_Set problem_:
Pull out every line in the listing below that contains the string "wheelchair". Treat uppercase and lowercase as different.

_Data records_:
━━━━━━━━━━━━━━━━━━━━
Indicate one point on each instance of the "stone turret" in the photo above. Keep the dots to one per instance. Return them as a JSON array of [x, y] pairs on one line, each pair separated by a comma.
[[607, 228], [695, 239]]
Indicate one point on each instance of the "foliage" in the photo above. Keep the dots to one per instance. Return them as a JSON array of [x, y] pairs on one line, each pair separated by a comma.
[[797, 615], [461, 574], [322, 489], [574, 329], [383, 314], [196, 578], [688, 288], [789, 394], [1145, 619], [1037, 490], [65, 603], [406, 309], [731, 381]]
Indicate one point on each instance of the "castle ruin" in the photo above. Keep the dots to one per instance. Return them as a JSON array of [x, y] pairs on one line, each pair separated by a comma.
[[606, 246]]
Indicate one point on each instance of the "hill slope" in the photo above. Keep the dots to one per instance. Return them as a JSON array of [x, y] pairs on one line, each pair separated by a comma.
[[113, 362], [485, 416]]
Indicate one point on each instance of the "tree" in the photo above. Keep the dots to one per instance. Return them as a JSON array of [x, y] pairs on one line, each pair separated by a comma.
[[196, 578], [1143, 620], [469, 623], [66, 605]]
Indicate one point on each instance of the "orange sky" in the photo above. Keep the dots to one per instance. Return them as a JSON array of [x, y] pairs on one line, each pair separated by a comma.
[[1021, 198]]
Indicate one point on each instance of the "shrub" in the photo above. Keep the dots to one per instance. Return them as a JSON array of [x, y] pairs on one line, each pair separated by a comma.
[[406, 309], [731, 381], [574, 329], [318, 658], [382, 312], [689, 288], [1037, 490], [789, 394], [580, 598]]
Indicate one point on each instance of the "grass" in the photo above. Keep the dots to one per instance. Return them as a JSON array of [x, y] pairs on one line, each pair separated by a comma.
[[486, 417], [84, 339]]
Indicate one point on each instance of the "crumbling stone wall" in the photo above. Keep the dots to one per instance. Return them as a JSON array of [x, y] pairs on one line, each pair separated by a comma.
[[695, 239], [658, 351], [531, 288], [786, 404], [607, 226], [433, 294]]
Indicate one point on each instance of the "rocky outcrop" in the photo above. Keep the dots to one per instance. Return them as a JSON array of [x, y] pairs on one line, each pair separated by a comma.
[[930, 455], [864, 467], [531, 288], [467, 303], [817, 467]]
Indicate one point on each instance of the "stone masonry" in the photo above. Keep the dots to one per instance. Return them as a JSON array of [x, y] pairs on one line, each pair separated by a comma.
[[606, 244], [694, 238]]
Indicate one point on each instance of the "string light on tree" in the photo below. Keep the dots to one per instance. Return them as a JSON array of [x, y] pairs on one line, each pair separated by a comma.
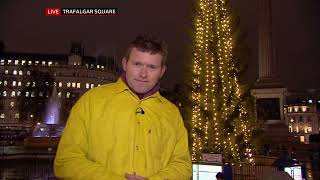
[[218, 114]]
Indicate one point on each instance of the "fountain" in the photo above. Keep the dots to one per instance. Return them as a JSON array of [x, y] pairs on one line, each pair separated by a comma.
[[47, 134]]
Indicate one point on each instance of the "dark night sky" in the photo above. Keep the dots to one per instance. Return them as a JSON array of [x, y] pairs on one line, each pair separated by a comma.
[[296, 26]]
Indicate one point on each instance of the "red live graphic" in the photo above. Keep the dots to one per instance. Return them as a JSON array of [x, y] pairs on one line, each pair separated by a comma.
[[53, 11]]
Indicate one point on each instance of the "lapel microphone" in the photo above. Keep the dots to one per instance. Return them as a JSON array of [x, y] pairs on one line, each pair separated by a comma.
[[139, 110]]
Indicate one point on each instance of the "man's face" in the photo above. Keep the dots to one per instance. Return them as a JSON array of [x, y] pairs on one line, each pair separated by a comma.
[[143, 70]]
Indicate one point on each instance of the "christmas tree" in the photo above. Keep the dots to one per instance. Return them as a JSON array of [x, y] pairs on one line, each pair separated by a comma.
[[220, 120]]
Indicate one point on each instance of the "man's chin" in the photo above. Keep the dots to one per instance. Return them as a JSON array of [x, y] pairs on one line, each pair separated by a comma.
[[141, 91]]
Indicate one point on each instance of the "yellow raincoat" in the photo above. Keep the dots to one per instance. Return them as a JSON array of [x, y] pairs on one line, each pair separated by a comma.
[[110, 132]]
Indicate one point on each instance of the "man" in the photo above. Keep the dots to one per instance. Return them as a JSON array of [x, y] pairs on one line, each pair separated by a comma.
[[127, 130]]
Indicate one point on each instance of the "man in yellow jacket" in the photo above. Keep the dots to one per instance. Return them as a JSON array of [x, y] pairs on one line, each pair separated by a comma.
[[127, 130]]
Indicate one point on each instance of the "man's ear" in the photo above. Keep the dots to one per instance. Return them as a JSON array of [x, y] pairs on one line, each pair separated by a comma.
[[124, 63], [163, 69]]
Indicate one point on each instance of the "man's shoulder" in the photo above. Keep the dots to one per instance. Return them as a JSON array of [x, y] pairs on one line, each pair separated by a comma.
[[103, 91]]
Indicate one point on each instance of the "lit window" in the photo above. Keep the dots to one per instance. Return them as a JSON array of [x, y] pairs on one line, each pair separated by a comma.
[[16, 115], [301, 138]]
━━━━━━━━━━━━━━━━━━━━
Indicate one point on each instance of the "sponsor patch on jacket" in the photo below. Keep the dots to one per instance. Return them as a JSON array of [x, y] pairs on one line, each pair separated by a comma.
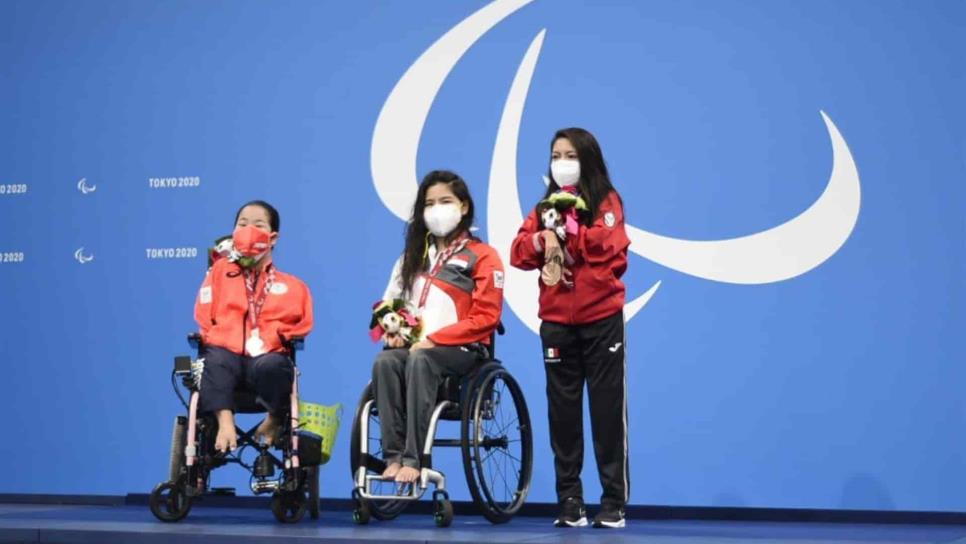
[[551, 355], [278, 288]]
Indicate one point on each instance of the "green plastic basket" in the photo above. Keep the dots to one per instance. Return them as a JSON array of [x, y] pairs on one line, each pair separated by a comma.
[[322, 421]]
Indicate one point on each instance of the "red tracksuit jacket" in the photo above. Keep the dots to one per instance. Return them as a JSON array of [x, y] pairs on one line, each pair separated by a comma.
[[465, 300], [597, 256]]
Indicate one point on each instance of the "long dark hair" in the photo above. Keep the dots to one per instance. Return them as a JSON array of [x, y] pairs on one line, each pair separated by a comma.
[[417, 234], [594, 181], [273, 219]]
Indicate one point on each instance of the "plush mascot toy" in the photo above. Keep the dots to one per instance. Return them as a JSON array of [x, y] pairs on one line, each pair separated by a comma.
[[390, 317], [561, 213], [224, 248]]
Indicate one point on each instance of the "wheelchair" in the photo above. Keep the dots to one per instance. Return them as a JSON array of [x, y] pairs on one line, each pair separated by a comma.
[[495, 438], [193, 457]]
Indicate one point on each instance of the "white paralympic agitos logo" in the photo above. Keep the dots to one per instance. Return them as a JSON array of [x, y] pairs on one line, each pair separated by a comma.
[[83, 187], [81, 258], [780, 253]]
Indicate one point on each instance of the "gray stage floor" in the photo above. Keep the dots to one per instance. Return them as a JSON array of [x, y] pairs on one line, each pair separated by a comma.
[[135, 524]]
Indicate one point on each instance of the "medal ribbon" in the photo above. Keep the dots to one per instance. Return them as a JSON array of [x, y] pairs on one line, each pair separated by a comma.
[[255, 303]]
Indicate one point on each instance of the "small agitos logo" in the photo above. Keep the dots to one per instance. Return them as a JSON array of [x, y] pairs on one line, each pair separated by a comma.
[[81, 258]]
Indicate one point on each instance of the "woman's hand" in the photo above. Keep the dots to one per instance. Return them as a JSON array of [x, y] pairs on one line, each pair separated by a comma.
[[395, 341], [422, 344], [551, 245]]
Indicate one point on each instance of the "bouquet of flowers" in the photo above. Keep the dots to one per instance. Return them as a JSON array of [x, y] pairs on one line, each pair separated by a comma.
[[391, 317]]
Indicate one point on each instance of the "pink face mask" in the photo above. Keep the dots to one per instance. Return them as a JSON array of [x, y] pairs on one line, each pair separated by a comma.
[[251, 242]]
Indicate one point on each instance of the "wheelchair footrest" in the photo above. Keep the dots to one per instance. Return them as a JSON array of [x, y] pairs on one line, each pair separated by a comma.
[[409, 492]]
━━━━━━━━━━━━━━━━━━━━
_Exercise output_:
Indicate one point on each instance of the "wheelchair" in the photo above. Keep the dots to one per instance. Return them as a JSON array of [x, y] pairs on one line, each pair separated by a comma.
Indicate one point on each instance of the "wheelchair footrest" in the photo above. Keep the dots to one per instance. Return them as a JSON array of [x, y] pairs on one line, each pair separated by a comma.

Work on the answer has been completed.